> _Document passage_:
%%
March, 01 2022, 01:16pm EDT

ACLU, Lambda Legal Sue to Block Texas From Investigating Parents Who Support Their Transgender Kids
WASHINGTON
The American Civil Liberties Union, ACLU of Texas, and Lambda Legal today asked a Texas state court to block the Texas Department of Family and Protective Services (DFPS) from investigating parents who work with medical professionals to provide their adolescent children with medically necessary gender-affirming care.
The lawsuit names Texas Gov. Greg Abbott, who recently issued a directive stating that providing gender-affirming care should be considered a form of child abuse. The suit also names DFPS Commissioner Jaime Masters and DFPS, as defendants. The lawsuit includes claims that these recent directives were issued without proper authority, in violation of the Texas Administrative Procedures Act, the separation of powers requirements of the Texas Constitution, and the constitutional rights of transgender youth and their parents.
%%
> _Data for review_:
%%
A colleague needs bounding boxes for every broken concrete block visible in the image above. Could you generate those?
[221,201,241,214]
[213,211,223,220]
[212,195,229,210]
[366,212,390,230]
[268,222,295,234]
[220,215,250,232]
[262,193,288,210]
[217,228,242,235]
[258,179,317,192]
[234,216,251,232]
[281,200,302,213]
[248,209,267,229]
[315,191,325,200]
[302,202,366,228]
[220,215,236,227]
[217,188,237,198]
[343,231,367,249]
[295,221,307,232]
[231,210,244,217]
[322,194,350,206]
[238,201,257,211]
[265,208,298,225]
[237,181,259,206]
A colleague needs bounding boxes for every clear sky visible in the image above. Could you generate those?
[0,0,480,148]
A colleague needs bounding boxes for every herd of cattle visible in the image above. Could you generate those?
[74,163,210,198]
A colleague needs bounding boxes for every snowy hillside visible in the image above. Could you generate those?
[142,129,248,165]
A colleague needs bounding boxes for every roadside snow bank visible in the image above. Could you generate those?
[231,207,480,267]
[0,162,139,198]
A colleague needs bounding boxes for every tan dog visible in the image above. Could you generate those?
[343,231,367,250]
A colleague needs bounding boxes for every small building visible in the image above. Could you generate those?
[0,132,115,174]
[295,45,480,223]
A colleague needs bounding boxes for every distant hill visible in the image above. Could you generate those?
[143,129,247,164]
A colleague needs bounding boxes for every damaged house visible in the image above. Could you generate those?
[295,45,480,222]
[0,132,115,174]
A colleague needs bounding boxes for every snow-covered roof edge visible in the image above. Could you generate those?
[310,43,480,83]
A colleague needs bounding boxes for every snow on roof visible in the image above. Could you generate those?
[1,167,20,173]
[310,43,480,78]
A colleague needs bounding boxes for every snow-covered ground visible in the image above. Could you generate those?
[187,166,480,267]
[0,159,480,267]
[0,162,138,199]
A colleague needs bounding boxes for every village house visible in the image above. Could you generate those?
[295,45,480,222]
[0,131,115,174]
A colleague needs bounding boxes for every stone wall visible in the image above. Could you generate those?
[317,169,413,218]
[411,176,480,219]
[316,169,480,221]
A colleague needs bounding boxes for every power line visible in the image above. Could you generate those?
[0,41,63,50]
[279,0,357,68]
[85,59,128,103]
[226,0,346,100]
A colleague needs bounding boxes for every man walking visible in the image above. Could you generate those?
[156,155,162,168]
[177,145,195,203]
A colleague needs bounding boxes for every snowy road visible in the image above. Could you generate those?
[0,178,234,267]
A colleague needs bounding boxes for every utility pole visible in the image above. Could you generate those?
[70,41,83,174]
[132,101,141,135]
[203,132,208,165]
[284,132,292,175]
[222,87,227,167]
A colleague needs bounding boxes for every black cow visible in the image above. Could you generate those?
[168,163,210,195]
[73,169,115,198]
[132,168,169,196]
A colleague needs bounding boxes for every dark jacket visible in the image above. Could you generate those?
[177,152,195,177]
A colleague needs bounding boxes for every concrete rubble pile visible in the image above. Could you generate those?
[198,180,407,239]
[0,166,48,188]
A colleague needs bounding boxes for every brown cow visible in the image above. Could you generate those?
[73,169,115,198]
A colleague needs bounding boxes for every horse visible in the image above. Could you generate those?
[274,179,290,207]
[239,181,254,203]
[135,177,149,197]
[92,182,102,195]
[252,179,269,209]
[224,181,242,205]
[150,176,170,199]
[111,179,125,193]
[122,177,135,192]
%%
%%
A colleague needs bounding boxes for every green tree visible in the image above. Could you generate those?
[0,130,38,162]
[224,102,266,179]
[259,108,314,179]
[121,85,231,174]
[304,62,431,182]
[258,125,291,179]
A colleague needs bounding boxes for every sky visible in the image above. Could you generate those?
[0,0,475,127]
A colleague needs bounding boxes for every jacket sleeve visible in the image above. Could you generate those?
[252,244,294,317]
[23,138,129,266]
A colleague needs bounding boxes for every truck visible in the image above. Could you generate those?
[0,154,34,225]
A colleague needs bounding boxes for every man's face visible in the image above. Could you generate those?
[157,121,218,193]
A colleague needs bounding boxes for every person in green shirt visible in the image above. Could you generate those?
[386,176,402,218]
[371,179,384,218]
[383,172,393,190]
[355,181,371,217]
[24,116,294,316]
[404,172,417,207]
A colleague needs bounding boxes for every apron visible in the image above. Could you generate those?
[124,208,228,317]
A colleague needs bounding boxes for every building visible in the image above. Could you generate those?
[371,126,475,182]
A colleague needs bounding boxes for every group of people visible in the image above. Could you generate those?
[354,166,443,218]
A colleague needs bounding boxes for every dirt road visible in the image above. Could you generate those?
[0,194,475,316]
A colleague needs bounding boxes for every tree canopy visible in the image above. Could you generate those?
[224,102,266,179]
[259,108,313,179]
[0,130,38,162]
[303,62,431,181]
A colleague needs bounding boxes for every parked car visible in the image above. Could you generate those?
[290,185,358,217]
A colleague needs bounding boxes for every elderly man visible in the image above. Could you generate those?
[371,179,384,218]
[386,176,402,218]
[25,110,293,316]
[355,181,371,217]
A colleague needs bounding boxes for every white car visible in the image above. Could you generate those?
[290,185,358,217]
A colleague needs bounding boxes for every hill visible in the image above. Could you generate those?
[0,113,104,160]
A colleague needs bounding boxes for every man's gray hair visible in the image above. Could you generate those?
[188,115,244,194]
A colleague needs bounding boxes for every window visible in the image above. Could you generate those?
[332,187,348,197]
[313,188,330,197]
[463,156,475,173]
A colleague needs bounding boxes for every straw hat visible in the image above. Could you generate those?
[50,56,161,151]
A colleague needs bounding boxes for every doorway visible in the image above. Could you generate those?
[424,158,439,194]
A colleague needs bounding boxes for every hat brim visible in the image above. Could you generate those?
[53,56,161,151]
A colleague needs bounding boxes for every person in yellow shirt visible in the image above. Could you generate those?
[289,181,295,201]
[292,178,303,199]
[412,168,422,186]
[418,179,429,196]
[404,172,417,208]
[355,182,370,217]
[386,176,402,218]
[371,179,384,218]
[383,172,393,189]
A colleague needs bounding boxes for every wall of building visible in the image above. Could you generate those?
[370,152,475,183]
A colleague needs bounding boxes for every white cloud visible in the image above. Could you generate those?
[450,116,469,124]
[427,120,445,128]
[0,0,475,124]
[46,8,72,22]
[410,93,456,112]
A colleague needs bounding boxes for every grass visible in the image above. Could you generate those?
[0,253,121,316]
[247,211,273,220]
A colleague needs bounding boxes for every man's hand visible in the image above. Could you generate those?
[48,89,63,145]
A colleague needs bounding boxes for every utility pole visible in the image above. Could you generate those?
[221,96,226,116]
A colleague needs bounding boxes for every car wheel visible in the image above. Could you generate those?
%%
> _Work request_: Can you write out the passage from the ACLU lawsuit press release, starting at "March, 01 2022, 01:16pm" and ending at "necessary gender-affirming care."? The material is not needed for what follows.

> _Task response_:
March, 01 2022, 01:16pm EDT

ACLU, Lambda Legal Sue to Block Texas From Investigating Parents Who Support Their Transgender Kids
WASHINGTON
The American Civil Liberties Union, ACLU of Texas, and Lambda Legal today asked a Texas state court to block the Texas Department of Family and Protective Services (DFPS) from investigating parents who work with medical professionals to provide their adolescent children with medically necessary gender-affirming care.